MATERIAL ->
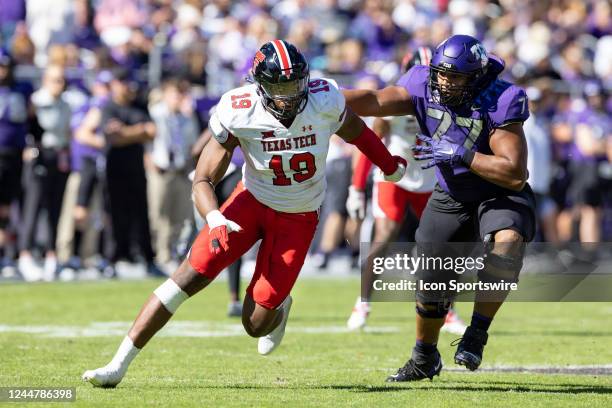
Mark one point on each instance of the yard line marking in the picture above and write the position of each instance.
(173, 329)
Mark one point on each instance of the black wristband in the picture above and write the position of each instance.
(468, 157)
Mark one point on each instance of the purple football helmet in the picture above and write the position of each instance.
(460, 57)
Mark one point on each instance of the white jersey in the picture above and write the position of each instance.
(402, 136)
(284, 168)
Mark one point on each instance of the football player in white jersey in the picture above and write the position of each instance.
(391, 201)
(282, 122)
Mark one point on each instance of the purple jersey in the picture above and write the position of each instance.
(13, 116)
(498, 104)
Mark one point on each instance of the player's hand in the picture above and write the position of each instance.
(441, 151)
(355, 203)
(220, 228)
(399, 172)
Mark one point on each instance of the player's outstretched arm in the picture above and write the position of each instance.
(507, 166)
(355, 131)
(389, 101)
(211, 167)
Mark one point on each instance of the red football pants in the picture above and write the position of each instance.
(285, 241)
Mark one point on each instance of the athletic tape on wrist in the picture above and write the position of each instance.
(170, 295)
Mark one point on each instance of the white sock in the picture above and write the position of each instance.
(125, 353)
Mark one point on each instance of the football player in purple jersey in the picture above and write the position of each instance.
(471, 132)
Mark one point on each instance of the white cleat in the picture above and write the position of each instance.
(29, 268)
(108, 376)
(453, 324)
(269, 342)
(359, 315)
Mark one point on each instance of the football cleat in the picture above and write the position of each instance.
(29, 269)
(453, 323)
(470, 347)
(359, 315)
(415, 371)
(107, 377)
(269, 342)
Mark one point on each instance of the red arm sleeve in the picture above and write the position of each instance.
(371, 146)
(361, 171)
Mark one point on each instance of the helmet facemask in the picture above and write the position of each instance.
(287, 99)
(451, 94)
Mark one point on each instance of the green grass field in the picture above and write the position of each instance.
(51, 333)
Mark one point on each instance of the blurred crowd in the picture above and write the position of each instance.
(104, 106)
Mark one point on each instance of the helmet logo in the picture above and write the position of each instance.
(259, 58)
(480, 54)
(283, 57)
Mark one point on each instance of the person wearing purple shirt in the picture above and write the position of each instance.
(13, 128)
(87, 168)
(592, 129)
(471, 124)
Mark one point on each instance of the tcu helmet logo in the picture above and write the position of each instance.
(480, 54)
(259, 57)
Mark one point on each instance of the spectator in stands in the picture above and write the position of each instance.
(169, 186)
(84, 189)
(48, 167)
(127, 127)
(13, 128)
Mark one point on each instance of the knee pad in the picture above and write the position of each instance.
(433, 310)
(171, 295)
(497, 267)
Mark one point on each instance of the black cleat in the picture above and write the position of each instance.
(413, 371)
(470, 347)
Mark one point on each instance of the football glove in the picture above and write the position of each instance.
(442, 151)
(220, 227)
(399, 172)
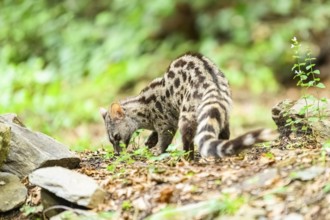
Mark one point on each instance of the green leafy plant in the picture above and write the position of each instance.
(308, 77)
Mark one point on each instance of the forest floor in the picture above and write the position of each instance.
(279, 180)
(261, 183)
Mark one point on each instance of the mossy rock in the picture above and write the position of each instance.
(5, 136)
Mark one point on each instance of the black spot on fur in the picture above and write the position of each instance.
(167, 94)
(197, 71)
(155, 84)
(184, 76)
(145, 100)
(140, 114)
(191, 65)
(171, 74)
(180, 63)
(205, 85)
(159, 107)
(177, 82)
(201, 79)
(197, 95)
(212, 113)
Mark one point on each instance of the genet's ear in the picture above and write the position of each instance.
(116, 111)
(103, 112)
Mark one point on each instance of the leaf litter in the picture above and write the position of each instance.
(261, 183)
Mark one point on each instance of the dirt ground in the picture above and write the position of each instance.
(278, 180)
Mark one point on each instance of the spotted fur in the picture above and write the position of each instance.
(192, 96)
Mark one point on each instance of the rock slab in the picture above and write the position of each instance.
(12, 192)
(69, 185)
(31, 150)
(5, 135)
(289, 109)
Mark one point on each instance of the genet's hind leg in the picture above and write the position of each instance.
(225, 133)
(152, 140)
(165, 138)
(187, 128)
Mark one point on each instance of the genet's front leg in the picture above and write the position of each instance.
(152, 140)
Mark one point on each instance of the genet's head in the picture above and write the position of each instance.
(118, 126)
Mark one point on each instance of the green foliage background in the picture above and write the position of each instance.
(62, 59)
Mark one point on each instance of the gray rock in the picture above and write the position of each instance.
(13, 192)
(4, 142)
(69, 185)
(31, 150)
(313, 124)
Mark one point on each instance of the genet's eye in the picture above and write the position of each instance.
(117, 137)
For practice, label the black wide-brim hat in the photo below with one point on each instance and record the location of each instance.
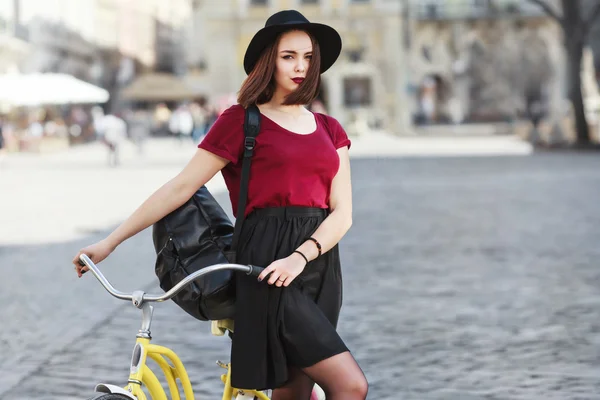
(330, 42)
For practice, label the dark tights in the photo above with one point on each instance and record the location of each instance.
(339, 376)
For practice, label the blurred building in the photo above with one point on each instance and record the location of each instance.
(105, 42)
(482, 60)
(365, 84)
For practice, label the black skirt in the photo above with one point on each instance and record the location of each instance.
(277, 327)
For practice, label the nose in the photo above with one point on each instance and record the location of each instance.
(300, 67)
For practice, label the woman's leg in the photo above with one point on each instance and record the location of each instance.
(340, 377)
(298, 387)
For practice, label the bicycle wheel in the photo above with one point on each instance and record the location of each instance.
(109, 396)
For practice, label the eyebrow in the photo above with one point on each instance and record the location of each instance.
(294, 52)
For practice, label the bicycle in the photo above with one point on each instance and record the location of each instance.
(140, 375)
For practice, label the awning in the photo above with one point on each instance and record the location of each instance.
(159, 87)
(48, 89)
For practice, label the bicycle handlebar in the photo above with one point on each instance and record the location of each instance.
(248, 269)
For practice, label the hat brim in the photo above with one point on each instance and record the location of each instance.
(330, 42)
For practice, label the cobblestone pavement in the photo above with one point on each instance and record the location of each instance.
(465, 278)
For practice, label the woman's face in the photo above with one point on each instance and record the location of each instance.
(294, 53)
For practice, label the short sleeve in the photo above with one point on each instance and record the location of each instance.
(226, 137)
(338, 134)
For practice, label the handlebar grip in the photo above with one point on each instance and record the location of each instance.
(255, 271)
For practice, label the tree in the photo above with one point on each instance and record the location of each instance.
(575, 24)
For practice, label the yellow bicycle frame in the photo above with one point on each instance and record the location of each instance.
(173, 369)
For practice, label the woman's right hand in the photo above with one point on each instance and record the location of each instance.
(96, 252)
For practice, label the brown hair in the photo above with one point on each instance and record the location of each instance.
(259, 86)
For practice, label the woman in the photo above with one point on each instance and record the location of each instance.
(299, 207)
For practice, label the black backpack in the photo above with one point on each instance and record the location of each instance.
(199, 234)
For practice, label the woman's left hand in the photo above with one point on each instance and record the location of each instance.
(284, 271)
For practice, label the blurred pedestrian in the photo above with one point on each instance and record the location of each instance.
(113, 132)
(2, 141)
(199, 116)
(140, 125)
(181, 123)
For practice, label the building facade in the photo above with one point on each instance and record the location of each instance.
(105, 42)
(481, 60)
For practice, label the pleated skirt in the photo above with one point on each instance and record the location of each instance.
(279, 327)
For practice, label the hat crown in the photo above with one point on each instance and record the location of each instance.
(286, 17)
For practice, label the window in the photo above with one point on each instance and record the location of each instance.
(357, 92)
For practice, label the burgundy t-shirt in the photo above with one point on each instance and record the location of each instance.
(288, 169)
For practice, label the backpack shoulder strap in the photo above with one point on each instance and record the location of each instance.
(251, 130)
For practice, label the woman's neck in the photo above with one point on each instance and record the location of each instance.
(276, 103)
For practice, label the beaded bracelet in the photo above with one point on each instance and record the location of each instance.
(303, 256)
(316, 243)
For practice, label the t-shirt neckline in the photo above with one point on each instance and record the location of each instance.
(292, 132)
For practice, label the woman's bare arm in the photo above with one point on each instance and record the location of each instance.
(200, 169)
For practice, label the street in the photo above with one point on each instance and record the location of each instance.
(465, 277)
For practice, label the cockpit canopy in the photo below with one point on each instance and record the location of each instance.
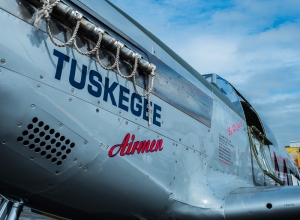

WHAT TO WORK ON -> Locate each line above that contains the string "brim" and copy those lines unchanged.

ANSWER TO THE EXERCISE ->
For practice, label the black wide-brim hat in the photo below with one point on each instance and record the location of each instance.
For practice, label the hat brim in the photo above with one point on each instance and record the location of each instance.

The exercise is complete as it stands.